THE PROBLEM: Pick out every line in the items below that contains the word "child", and copy each of those lines in full.

TASK DATA:
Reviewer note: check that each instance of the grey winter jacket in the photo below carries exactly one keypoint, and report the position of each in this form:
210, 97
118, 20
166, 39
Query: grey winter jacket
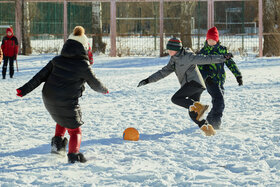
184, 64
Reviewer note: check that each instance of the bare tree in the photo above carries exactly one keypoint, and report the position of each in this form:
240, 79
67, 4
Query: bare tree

---

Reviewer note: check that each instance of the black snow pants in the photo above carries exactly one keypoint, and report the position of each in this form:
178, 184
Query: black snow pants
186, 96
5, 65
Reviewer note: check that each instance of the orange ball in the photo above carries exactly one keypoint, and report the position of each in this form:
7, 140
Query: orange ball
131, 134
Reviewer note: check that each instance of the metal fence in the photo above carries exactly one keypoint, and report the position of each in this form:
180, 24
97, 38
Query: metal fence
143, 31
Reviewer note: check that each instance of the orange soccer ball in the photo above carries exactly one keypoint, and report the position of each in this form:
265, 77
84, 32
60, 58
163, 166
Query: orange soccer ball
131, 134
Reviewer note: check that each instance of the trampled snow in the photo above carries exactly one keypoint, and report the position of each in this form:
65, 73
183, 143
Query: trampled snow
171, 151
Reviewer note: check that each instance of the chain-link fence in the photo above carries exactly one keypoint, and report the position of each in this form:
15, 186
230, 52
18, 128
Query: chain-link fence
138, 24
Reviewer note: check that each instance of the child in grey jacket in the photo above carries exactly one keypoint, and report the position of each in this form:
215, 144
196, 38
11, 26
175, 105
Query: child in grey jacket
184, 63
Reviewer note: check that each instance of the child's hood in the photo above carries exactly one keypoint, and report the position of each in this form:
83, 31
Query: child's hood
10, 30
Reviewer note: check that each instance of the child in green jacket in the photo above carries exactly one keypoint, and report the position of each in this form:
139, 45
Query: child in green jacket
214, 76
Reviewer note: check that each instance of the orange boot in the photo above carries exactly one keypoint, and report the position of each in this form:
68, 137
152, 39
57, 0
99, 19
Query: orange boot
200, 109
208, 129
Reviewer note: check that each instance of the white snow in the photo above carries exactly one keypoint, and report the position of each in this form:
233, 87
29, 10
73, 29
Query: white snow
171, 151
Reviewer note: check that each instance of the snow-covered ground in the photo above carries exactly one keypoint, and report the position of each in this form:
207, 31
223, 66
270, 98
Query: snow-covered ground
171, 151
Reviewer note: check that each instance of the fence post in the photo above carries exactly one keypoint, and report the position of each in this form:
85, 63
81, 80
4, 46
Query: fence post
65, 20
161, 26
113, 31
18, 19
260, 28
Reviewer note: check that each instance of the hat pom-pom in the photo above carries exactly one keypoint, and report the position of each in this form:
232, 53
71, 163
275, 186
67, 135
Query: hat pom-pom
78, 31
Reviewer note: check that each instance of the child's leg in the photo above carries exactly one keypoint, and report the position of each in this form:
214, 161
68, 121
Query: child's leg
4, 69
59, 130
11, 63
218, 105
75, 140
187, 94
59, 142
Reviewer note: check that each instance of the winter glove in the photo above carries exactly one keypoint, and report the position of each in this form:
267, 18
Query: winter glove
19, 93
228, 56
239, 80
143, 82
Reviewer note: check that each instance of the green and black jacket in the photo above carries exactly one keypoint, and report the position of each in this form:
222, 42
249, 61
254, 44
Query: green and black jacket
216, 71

FULL ANSWER:
Reviewer note: check that each instance of the child in grey jacket in the photo above carries exactly one keypoint, and report the position of each in this form:
Query: child in grey jacket
Reviewer note: check that each instance of the child's hood in the photo above carries exactly one keypoint, and report the position of each in this form:
Query: child's hood
Reviewer note: check that each instance of the child in green jacket in the photo above carries exactly one keypoint, and report the position of each in this form:
Query: child in green jacket
Reviewer note: check that each instance of the child's leg in the photo above carries exactly one keypoint, and report the position of each in this form:
Query: child's leg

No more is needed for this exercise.